Instructions to follow: Below are the records; copy every line in them that holds the string "dirt".

Source data:

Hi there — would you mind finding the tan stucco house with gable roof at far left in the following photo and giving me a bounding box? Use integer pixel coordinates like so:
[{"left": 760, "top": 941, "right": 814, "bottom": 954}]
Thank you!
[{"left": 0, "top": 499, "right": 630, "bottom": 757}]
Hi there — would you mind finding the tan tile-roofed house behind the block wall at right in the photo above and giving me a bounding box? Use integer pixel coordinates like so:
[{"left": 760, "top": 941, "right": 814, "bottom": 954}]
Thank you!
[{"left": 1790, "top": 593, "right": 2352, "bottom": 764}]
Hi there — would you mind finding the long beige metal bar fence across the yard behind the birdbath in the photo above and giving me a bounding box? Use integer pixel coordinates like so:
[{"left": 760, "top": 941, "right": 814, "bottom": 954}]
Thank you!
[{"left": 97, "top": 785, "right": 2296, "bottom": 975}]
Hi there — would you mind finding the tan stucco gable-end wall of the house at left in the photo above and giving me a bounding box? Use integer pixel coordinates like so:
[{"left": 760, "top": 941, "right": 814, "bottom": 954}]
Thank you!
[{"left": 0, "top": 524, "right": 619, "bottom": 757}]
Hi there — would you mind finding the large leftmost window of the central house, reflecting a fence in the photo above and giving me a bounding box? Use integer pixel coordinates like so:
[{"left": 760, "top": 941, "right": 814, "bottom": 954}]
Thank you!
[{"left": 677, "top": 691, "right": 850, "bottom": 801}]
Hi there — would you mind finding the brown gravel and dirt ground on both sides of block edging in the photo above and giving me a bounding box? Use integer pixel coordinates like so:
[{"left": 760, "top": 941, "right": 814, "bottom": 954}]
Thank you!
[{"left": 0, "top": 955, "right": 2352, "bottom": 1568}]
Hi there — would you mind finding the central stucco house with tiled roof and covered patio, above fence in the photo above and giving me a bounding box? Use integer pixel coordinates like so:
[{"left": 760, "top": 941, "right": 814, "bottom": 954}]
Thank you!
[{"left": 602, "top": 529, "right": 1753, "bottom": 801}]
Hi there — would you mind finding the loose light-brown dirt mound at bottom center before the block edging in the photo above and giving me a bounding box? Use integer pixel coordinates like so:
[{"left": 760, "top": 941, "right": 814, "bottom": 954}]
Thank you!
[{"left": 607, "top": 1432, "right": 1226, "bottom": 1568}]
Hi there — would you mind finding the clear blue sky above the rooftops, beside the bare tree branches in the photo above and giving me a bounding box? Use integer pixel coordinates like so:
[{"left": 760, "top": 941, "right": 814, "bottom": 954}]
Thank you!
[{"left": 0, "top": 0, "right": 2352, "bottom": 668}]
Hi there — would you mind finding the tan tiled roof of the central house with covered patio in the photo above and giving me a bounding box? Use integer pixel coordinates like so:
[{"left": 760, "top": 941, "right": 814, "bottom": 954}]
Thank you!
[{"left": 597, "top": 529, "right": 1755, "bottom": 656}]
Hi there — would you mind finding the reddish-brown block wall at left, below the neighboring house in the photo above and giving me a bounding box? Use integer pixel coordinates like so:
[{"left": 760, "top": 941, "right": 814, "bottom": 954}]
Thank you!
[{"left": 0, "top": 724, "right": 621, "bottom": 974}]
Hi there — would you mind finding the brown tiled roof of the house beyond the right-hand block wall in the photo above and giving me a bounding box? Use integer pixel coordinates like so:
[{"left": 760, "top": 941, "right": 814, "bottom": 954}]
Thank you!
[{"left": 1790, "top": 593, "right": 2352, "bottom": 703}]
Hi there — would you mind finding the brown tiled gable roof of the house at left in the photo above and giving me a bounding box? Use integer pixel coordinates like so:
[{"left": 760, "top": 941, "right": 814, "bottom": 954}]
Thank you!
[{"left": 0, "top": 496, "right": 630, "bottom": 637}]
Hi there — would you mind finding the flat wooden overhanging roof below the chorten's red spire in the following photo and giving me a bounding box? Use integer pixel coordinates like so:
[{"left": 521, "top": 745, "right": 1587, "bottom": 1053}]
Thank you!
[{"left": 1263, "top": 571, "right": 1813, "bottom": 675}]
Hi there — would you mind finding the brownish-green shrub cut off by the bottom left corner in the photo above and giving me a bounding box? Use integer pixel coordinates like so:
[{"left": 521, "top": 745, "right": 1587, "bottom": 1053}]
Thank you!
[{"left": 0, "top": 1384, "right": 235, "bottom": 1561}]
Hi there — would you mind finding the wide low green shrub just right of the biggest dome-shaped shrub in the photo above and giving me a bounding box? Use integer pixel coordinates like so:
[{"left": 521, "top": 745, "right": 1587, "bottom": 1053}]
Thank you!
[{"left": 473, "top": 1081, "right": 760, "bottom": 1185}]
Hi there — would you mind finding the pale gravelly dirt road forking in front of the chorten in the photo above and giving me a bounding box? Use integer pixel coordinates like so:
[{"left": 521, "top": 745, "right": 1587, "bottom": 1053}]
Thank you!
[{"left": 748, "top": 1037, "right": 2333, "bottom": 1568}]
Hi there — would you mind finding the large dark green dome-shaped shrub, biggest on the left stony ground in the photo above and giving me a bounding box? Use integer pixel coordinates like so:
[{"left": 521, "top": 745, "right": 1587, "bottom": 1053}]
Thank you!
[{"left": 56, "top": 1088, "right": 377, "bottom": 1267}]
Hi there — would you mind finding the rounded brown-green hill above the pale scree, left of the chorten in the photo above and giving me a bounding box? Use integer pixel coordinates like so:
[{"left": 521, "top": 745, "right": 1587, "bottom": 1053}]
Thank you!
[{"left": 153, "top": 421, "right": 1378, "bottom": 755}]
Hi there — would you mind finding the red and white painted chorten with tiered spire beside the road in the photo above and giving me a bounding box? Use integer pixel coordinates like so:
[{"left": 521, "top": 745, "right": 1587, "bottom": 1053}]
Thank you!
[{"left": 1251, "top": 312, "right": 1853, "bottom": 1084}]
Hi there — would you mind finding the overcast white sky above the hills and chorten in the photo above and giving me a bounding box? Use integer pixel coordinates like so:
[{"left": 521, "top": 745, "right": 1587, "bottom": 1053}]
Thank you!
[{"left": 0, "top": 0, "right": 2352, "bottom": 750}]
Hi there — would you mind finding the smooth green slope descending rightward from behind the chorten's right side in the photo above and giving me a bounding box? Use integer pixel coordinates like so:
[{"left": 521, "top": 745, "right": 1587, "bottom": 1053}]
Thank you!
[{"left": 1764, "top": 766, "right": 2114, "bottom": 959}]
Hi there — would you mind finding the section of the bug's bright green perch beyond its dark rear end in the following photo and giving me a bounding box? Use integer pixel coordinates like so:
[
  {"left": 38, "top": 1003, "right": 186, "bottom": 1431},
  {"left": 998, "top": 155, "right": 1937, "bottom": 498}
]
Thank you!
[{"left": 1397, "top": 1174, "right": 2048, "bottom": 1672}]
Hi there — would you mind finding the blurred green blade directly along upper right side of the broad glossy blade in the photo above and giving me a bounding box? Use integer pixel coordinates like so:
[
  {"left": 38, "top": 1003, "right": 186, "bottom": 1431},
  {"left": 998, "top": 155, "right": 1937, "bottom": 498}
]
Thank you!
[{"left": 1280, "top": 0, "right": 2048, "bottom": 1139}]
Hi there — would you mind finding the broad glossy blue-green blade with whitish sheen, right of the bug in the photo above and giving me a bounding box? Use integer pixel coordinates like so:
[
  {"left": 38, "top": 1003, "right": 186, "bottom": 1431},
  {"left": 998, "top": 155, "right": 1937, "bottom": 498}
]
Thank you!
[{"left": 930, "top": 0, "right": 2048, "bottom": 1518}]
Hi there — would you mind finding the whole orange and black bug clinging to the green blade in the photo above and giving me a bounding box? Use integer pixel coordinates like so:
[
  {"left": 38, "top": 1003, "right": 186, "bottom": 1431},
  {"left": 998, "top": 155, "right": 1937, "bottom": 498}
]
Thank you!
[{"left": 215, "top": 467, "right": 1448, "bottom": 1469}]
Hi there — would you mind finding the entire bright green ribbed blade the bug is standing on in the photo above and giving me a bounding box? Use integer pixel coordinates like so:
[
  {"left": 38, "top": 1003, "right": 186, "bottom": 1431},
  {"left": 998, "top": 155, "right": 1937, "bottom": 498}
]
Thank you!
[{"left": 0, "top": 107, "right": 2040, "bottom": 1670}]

Reply to the task:
Hi there — would you mind finding the brown gravel and dirt ground on both sides of block edging in the photo above and giving me a bounding box? Use integer pixel coordinates like so:
Hi there — would you mind finding the loose light-brown dirt mound at bottom center before the block edging in the photo above and giving me a bounding box? Use integer pixel coordinates like so:
Hi there — would you mind finding the pale gravelly dirt road forking in front of the chorten in the photo above and giving me a bounding box? Use integer pixel coordinates like so:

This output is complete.